──────── SOURCE DATA
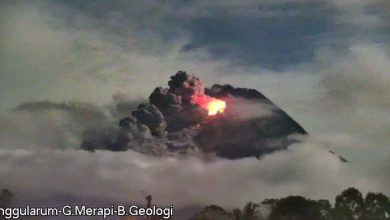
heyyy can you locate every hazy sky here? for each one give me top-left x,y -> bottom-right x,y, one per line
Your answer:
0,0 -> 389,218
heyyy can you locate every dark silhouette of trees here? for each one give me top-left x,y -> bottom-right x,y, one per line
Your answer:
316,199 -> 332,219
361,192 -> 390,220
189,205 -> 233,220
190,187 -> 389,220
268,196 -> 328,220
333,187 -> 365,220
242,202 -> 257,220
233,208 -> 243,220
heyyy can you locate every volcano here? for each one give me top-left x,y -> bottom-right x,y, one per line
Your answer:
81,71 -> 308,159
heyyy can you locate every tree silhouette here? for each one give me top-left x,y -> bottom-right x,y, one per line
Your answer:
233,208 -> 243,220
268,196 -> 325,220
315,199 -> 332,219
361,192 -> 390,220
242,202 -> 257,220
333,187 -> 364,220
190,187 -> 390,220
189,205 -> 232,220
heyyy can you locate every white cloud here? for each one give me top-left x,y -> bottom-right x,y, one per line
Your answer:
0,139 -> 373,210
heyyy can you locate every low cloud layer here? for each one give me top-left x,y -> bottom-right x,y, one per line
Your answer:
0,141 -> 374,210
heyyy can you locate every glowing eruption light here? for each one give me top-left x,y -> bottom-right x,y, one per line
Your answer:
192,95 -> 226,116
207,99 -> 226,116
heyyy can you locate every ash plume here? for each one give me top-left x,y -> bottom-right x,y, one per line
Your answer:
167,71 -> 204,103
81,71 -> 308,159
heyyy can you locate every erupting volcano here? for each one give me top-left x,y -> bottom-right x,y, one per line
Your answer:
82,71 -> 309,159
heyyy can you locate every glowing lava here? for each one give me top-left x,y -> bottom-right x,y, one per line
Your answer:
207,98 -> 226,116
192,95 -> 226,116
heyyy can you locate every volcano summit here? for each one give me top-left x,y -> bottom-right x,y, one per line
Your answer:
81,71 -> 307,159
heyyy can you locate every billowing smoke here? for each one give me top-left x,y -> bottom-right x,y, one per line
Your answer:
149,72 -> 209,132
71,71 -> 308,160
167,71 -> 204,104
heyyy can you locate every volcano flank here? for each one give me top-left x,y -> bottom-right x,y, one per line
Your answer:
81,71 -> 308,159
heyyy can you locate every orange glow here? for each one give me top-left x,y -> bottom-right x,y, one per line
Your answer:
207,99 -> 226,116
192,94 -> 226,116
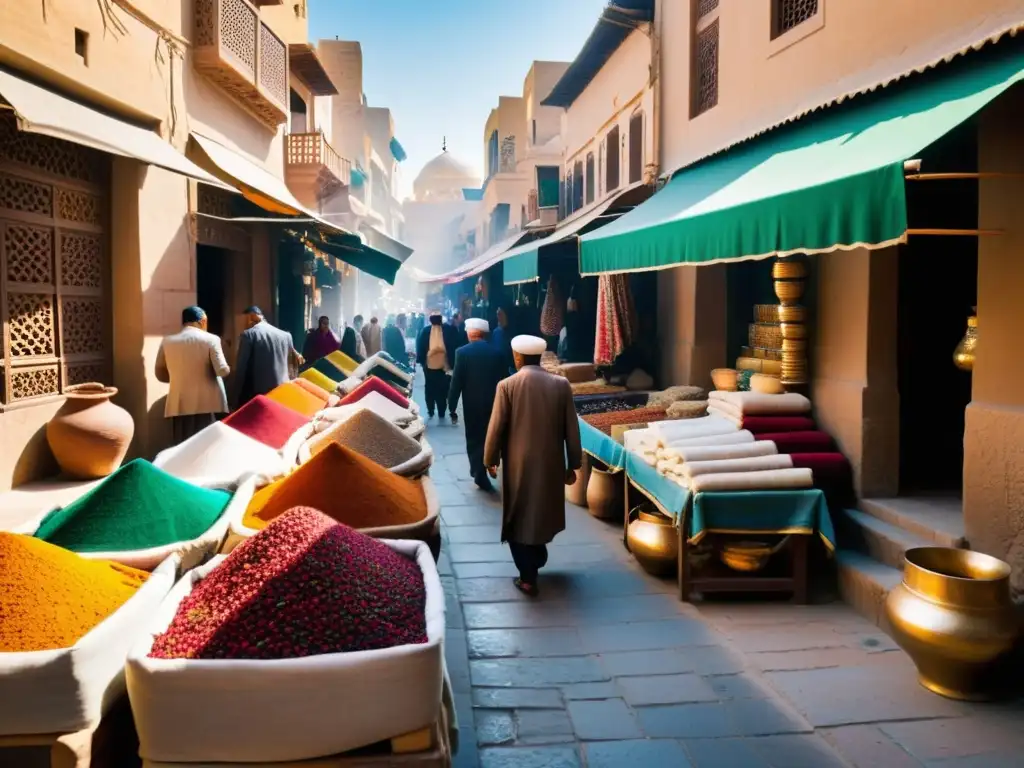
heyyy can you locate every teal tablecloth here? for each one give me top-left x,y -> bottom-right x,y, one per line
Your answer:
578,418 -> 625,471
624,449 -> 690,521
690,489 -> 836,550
────────────────
──────── SOURCE DATA
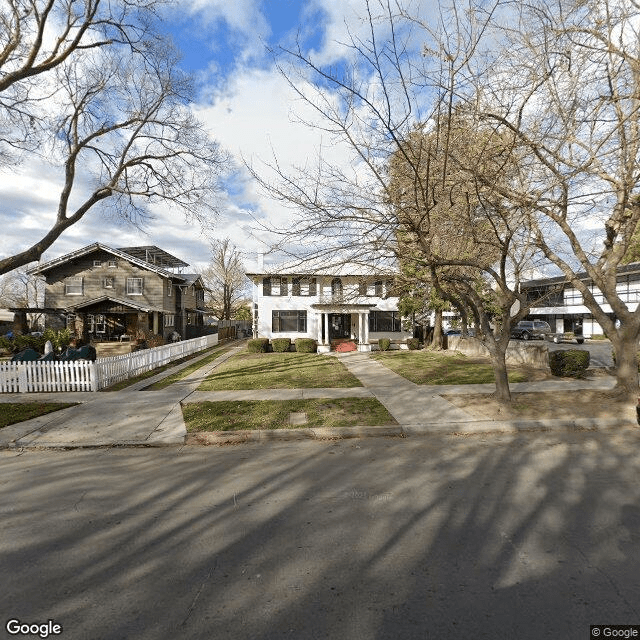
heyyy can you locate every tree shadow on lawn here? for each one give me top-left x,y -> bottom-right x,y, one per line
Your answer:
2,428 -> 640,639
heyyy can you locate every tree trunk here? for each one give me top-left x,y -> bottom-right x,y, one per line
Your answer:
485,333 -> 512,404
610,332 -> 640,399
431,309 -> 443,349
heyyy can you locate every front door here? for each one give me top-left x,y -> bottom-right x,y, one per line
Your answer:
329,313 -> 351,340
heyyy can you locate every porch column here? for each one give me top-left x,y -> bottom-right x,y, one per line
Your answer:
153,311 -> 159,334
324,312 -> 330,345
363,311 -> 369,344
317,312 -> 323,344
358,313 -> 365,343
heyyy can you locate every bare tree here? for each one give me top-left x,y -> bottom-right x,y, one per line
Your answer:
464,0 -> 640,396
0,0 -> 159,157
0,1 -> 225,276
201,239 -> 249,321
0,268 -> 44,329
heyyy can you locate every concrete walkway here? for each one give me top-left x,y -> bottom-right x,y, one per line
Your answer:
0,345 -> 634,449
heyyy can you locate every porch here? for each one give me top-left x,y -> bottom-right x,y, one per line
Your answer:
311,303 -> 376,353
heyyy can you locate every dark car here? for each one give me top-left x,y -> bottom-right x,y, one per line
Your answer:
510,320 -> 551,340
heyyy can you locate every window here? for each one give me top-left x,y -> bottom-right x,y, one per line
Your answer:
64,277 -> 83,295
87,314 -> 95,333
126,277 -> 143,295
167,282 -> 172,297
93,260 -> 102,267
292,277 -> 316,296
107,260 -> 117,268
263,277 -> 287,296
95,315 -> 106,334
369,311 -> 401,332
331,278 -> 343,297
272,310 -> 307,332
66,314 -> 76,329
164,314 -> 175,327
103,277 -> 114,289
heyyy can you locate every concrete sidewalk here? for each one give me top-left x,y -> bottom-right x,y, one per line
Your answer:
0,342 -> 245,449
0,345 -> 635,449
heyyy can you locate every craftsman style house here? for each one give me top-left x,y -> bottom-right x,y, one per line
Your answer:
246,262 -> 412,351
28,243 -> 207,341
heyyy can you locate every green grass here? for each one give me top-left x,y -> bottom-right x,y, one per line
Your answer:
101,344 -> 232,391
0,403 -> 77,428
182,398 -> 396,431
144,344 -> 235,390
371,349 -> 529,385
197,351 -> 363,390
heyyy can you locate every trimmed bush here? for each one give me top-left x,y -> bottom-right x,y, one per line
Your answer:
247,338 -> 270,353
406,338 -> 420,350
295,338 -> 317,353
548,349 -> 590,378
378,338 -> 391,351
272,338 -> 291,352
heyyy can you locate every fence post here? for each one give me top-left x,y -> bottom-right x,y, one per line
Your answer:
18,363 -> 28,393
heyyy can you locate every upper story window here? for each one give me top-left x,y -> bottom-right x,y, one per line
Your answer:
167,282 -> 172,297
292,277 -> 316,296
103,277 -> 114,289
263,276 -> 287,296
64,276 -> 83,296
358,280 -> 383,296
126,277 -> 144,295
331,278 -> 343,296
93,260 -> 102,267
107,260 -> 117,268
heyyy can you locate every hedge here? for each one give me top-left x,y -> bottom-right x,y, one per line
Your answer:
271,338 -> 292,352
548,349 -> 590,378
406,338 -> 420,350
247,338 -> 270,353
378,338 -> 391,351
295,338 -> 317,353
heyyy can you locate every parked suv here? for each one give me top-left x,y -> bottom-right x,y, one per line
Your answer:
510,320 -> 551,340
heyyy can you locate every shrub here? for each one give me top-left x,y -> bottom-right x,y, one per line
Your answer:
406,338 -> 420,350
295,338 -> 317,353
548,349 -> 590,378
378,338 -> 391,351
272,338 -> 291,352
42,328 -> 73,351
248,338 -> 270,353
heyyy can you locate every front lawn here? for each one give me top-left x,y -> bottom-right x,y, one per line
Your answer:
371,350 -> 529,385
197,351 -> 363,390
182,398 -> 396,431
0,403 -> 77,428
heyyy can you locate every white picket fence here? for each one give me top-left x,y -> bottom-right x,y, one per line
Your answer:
────────────────
──────── SOURCE DATA
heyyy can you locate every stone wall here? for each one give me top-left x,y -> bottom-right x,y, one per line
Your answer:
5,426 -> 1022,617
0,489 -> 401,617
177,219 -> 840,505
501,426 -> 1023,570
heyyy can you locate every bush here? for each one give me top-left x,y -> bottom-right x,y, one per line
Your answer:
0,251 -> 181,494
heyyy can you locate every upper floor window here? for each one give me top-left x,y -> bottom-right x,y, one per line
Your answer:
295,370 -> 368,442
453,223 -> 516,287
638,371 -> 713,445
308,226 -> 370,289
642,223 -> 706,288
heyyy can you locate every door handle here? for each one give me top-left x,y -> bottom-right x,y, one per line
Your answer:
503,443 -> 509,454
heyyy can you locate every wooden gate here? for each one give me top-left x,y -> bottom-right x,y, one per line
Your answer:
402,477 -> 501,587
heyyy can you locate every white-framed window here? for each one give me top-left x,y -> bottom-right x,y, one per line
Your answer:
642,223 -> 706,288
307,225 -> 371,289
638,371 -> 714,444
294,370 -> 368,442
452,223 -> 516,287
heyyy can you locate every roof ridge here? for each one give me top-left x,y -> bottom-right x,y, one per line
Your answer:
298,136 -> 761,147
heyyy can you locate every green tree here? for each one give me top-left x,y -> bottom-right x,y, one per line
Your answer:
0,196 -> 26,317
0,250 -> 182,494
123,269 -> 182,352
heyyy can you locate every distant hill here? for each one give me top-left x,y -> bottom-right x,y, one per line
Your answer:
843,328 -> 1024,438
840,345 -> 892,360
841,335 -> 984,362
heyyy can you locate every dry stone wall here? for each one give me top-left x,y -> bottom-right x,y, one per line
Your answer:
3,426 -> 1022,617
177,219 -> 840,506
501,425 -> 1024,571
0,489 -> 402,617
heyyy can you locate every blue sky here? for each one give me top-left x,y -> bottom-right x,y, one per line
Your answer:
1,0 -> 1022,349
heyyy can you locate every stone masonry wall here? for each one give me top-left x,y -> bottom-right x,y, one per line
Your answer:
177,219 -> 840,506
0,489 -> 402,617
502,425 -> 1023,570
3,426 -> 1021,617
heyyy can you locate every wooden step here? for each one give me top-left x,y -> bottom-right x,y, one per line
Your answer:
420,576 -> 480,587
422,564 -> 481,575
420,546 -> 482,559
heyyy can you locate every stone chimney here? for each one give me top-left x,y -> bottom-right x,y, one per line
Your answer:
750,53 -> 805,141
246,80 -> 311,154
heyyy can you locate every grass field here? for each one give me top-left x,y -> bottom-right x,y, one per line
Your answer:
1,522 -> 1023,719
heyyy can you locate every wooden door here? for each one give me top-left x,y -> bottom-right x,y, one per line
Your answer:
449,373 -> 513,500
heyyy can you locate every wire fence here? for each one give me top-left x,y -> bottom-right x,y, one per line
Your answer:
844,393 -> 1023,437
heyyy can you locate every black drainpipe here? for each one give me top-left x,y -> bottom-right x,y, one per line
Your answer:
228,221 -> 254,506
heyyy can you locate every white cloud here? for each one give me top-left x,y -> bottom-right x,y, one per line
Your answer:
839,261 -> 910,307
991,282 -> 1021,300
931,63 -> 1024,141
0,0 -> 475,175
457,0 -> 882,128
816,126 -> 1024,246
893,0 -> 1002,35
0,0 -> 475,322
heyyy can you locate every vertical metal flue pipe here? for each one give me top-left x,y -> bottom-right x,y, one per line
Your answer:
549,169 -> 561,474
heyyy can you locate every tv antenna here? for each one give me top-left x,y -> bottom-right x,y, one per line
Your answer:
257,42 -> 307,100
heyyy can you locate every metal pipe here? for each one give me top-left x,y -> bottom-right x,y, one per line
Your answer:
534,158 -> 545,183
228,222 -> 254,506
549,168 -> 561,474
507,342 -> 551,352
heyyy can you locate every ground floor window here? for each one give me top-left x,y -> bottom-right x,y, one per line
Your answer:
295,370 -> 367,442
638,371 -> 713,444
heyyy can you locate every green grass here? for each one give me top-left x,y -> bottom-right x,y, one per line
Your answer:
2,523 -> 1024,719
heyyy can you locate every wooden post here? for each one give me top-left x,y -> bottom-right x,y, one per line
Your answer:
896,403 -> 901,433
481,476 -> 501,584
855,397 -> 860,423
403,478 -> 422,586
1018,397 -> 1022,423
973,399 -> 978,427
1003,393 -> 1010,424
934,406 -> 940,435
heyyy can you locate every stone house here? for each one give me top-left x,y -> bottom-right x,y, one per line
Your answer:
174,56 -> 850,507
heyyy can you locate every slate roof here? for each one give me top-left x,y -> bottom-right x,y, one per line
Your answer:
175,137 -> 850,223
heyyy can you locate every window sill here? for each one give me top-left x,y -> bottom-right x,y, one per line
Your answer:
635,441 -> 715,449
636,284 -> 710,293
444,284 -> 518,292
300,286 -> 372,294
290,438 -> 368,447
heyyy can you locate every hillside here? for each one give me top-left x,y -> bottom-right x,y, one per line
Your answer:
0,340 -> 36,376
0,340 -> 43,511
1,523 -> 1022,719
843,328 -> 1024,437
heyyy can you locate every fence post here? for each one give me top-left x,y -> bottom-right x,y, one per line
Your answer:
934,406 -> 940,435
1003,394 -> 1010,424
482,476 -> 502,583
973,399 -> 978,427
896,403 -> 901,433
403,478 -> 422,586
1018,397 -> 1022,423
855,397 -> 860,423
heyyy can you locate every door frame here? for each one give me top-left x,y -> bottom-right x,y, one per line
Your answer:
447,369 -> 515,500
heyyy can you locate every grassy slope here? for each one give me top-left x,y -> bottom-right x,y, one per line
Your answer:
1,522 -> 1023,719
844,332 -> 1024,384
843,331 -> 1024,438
────────────────
Going through the entries above, count the lines that have the word "stone" and state that count alone.

RESULT BELOW ->
5